_Qué se pide_: Convierte en una lista breve el párrafo de la reseña que comienza con «Los lectores de John Banville» y conserva sus datos principales.

_Extracto de la reseña_:
________________

La curiosidad del demiurgo

John Banville regresa con "Las singularidades", donde recupera el escrutinio de inteligencias superiores con problemas de adaptación práctica

Gonzalo Torné

Los lectores de John Banville (Wexford, Irlanda, 1945) saben perfectamente lo que van a encontrar en sus novelas: un maestro del estilo y un mago de la metáfora, un talento sensorial único y un abordaje imprevisible de la frase. Parece a veces comprometido con no entregarle al lector una sola frase que no esté bien elaborada literariamente, loca por escapar a las inercias y la expresión convencional. El resultado es un párrafo denso (al estilo de las buenas sopas) y una morosidad de la acción (como si viéramos pulir, bloque a bloque, el mármol de un palacio) que al principio puede sobrepasar (o por lo menos aturdir) al lector acostumbrado a una prosa más funcional, pero una vez adaptado al ritmo y a la exigencia de Banville encontrará muchísimas recompensas. Su prosa pertenece por derecho propio a la familia de las de Saul Bellow, Vladímir Nabokov y John Updike. Así que les animo a perseverar.

________________

_Filas proporcionadas_:
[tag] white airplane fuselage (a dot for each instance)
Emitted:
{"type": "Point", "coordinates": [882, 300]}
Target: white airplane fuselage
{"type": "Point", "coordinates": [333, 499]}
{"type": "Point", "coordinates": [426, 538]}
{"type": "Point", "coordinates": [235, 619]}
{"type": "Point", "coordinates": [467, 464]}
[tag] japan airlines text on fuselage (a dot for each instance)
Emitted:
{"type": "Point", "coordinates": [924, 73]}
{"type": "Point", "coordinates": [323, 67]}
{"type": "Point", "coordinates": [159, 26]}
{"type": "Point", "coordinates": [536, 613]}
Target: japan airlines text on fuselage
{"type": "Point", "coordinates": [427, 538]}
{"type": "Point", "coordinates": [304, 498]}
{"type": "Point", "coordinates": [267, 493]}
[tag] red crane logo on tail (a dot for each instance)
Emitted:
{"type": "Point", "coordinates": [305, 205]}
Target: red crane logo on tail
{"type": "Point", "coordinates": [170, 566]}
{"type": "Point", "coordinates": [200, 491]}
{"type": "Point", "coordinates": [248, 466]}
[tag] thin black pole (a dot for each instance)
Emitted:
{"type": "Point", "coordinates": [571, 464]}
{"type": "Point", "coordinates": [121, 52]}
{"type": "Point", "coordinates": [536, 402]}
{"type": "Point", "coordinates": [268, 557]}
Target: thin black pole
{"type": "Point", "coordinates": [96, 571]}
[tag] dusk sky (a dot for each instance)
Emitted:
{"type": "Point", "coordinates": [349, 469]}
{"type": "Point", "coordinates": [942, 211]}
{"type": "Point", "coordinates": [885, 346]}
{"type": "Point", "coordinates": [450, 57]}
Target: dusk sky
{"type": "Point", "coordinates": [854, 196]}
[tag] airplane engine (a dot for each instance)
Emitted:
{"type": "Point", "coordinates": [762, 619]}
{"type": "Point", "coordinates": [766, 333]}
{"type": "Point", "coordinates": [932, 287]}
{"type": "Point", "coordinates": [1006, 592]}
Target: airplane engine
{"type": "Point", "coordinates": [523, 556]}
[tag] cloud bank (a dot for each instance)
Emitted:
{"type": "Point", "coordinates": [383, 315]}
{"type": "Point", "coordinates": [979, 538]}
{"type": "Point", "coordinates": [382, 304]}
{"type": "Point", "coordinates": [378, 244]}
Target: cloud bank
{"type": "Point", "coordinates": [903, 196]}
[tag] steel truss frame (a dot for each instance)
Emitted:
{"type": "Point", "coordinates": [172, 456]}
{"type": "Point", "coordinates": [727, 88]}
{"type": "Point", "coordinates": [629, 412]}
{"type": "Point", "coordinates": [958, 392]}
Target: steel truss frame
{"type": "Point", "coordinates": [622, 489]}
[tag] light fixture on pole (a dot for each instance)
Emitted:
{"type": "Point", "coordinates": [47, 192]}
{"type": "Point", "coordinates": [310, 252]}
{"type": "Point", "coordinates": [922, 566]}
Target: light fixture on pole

________________

_Problema resuelto_:
- Los lectores de John Banville (Wexford, Irlanda, 1945) encuentran en sus novelas un maestro del estilo y de la metáfora, un talento sensorial único y un abordaje imprevisible de la frase.
- Banville procura que cada frase esté bien elaborada literariamente y escape de la expresión convencional.
- El resultado son párrafos densos y una acción morosa que al principio pueden sobrepasar o aturdir al lector acostumbrado a una prosa más funcional.
- Quien se adapta a su ritmo y exigencia encuentra muchísimas recompensas.
- Su prosa pertenece a la familia de las de Saul Bellow, Vladímir Nabokov y John Updike.
- Se anima al lector a perseverar.